TAREA. Traduce al inglés esta oración del extracto sobre el kuru: "La casa de los hombres ocupaba la posición central de la aldea, donde vivían los varones emparentados."

EXTRACTO PROPORCIONADO.
*-*-*

Ted Ubank, un buscador de oro, fue el primer testigo europeo en descubrir cómo los fore sufren de kuru. Era el año 1936. A partir de entonces, mineros, misioneros protestantes y oficiales de los Gobiernos coloniales británico y australiano o kiaps, como los llaman en lengua indígena, llegaron a las pequeñas aldeas allá por los años cuarenta, y se familiarizaron con el mal de los fore. Los occidentales descubrieron las prácticas antropofágicas de los habitantes de la isla, y notaron con sorpresa que la carne de los individuos embrujados era particularmente valorada; tenía mejor sabor. Los hombres no participaban de los festivales mortuorios caníbales, sobre todo en el sur, ya que pensaban que el canibalismo robaba su vitalidad, haciéndoles vulnerables a las flechas enemigas. Raramente comían cuerpos de mujeres, ya que las temían con verdadero pavor. Por esa razón las evitaban, tanto vivas como muertas, en la mayoría de circunstancias. La casa de los hombres ocupaba la posición central de la aldea, donde vivían los varones emparentados. Los niños varones eran llevados a la casa de los hombres a la edad de seis años, separándolos de sus madres, y alejándolos de los rituales antropofágicos.

*-*-*

(Datos de localización con un punto por instancia)
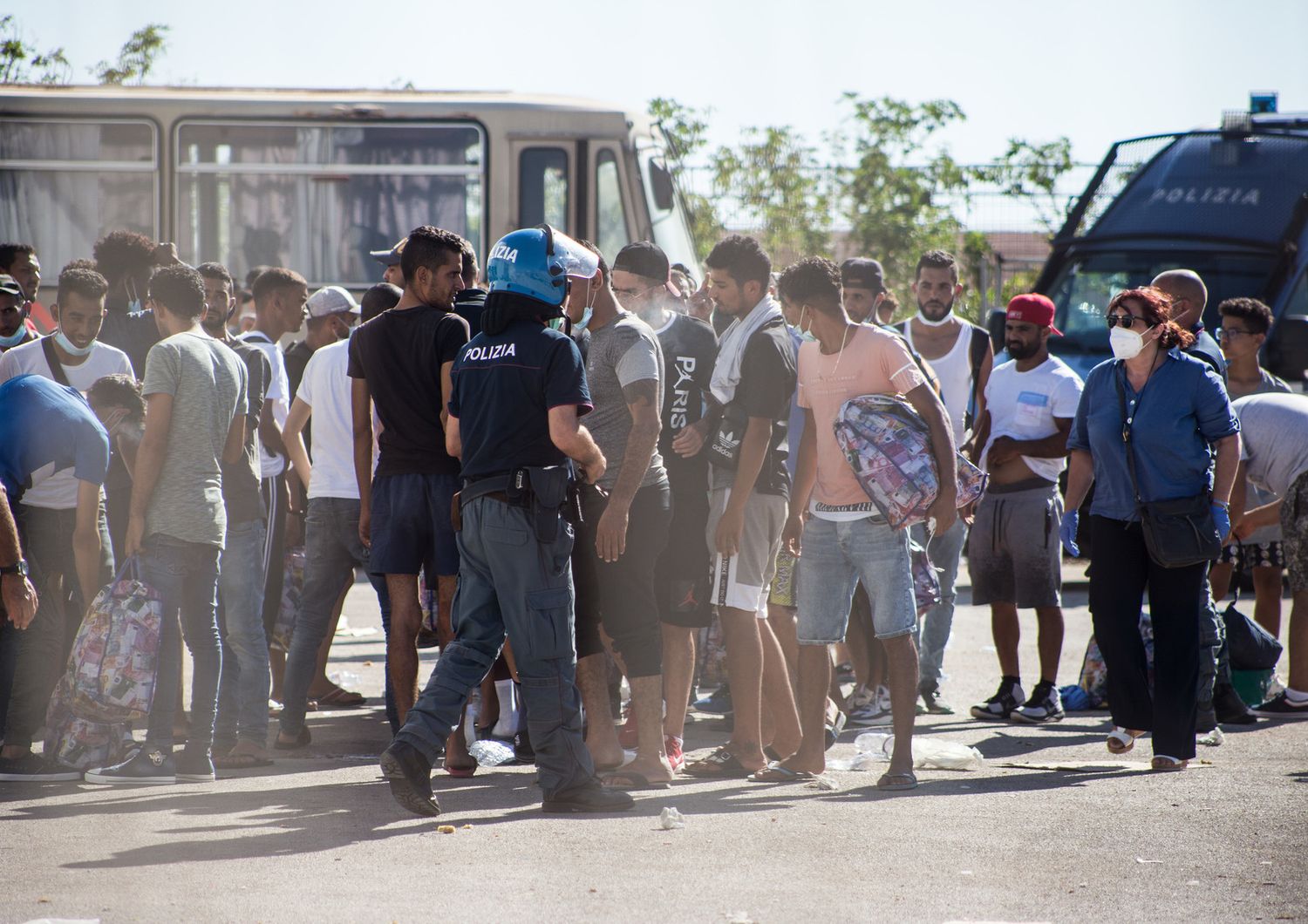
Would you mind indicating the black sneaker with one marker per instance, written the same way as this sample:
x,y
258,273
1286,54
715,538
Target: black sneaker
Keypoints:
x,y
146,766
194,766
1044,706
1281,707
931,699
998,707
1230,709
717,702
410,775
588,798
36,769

*-*-*

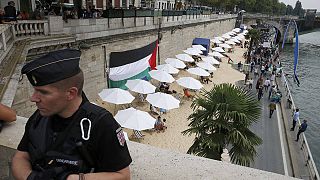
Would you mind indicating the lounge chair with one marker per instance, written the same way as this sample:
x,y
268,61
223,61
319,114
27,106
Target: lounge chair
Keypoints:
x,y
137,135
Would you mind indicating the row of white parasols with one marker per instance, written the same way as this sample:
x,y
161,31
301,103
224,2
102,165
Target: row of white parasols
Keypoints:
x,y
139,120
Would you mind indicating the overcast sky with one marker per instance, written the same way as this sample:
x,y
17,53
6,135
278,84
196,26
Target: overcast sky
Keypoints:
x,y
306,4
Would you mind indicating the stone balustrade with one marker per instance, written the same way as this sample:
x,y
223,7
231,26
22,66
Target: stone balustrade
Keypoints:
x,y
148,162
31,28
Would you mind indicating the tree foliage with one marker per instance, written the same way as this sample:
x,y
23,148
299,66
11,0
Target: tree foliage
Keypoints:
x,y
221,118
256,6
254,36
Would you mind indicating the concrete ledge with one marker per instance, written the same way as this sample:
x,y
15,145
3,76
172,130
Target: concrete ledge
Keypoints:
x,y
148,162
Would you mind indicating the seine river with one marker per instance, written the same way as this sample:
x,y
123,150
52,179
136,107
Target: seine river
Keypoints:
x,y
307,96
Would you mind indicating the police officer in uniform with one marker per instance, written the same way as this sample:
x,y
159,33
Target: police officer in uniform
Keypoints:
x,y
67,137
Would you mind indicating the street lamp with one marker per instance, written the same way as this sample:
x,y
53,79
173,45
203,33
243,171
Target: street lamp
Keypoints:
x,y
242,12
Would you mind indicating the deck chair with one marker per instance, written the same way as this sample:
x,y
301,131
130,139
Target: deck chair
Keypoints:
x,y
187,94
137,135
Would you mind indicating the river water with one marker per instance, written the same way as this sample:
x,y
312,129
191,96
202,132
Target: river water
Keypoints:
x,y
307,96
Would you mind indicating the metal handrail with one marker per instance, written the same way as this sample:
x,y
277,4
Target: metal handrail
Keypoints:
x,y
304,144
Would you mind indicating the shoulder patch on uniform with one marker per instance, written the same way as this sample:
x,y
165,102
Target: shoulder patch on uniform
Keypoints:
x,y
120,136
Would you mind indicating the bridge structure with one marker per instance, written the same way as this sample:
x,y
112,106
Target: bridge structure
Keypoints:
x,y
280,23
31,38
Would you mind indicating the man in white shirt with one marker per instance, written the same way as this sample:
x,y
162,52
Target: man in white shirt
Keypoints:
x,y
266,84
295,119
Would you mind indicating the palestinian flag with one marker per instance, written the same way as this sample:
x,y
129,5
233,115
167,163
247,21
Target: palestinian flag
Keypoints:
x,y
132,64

*-*-*

RESULTADO DE LA TAREA. The men's house occupied the central position in the village, where the related males lived.